Hace casi dos años que muchas familias vivimos con el runrún de lo que pasará el día que el virus entre en casa. El pánico a un nuevo confinamiento, a todo lo que vivimos en aquella primavera de 2020, siempre está más que presente, en parte porque ahora tenemos mucho más claro lo que hay.
La cuestión es que el virus llegó en silencio y con un positivo tan tímido que hasta creí estar loca y haber visto fantasmas. Pero varios positivos tímidos del niño y varios míos no dejaban dudas: el cunuravirus (Víctor dixit) había llegado a casa.
El domingo pasado, la tutora de Víctor nos dijo que había dado positivo. Por prudencia y en contra de lo que dicen los protocolos (¡Infectaos todos, malditos!), le hicimos un test de antígenos más que convencidos de que saldría negativo. Piiiip, ¡error! Salió una línea tan suave que podíamos no haberla visto, pero ahí estaba. ¿Desatamos una ola de pánico en la clase diciendo que era positivo? Pues tampoco era necesario. En 24h haríamos otra y veríamos. Nosotros, todos negativos.
Por si acaso. Ahí viene la cuestión. Le hicimos test por si acaso y también por si acaso nos fuimos a casa a por ropa. Estábamos en casa de mi madre y quedarnos allí era la única opción viable para que yo pudiera seguir trabajando, a no ser que Víctor padre saliera también positivo. Por si acaso, ropa para una semana, todo el kit de teletrabajo, cuentos y paracetamol.
El lunes, el positivo tímido seguía ahí, pero yo tenía que volver a casa porque esperábamos varios paquetes. Avisar a la tutora, rellenar los datos en la app de Sanitat y todo con el constante runrún de… ¿Y si no es positivo en realidad? ¿Y si vemos fantasmas? Niño totalmente asintomático, por supuesto.
:::::
## CONSIGNA 1
Indica si cada afirmación concuerda con el relato sobre la llegada del virus a casa. Contesta sí o no y cita las palabras del relato que lo deciden. (a) El primer test de antígenos del niño dio un positivo claro. (b) Se llevaron ropa para una semana. (c) El lunes el niño tenía síntomas.
## CONSIGNA 2
Redacta la continuación del relato sobre la llegada del virus a casa a partir de su última oración.

Datos de localización espacial
:::::
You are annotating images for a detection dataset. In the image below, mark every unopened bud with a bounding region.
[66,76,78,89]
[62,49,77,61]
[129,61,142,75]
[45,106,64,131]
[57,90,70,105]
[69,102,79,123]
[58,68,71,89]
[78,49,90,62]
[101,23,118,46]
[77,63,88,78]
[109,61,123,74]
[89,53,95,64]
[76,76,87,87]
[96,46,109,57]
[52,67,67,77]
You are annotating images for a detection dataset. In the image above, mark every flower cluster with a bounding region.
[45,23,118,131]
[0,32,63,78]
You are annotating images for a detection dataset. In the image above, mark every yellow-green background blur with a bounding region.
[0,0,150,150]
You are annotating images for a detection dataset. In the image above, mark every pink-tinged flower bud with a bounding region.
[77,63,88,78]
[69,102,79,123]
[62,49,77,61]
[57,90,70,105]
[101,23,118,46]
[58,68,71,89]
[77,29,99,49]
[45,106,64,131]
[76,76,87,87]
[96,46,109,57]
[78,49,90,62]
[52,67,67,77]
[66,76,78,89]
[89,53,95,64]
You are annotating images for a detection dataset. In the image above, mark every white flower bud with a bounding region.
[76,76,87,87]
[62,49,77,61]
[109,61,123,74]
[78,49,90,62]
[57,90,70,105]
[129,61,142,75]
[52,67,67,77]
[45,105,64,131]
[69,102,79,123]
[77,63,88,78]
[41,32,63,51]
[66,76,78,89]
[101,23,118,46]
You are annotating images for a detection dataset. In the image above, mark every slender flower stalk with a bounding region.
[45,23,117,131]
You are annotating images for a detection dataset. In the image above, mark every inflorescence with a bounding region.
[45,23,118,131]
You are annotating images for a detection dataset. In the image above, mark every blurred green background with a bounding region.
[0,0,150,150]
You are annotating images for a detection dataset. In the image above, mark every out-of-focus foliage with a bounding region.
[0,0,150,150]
:::::
## RESPUESTA 1
(a) No: «Salió una línea tan suave que podíamos no haberla visto, pero ahí estaba.»
(b) Sí: «Por si acaso, ropa para una semana, todo el kit de teletrabajo, cuentos y paracetamol.»
(c) No: «Niño totalmente asintomático, por supuesto.»

## RESPUESTA 2
Los adultos, entretanto, vida normal, porque eso dicen los protocolos. Que no hace falta que nos hagamos ni un test si no tenemos síntomas. Según esas directrices, Víctor hubiera estado una semana yendo al cole positivo, pero sin síntomas. Todobien.
El miércoles repetimos test y madre mi yo. El suyo, negativo. El mío un positivo algo menos tímido que el de Víctor. Otra vez aviso a Sanitat y bla bla bla. No, señor, no necesito baja. Soy autónoma, ¿sabeusted? Además, no tengo síntomas.
Y así, sin síntomas, encerrados y entre protocolos absurdísimos ha pasado la semana. Yo he podido sacar más o menos el trabajo porque nos fuimos a casa de mi madre y le pasamos a ella indirectamente los marrones, el del niño y el de infectarse (de momento parece que no). Porque los protocolos olvidan muchas cosas, como que los niños y las niñas pequeñas necesitan alguien que los cuide. Antes de que nadie sienta la tentación de acusarme de considerar que los coles son aparcaniños, no voy por ahí. Hablo de bajas y de permisos, no de que las criaturas sigan yendo al cole pase lo que pase. Porque lo que pasa es esto: docentes, alumnado y familias contagiadas. ¿Era así como pensábamos pararlo?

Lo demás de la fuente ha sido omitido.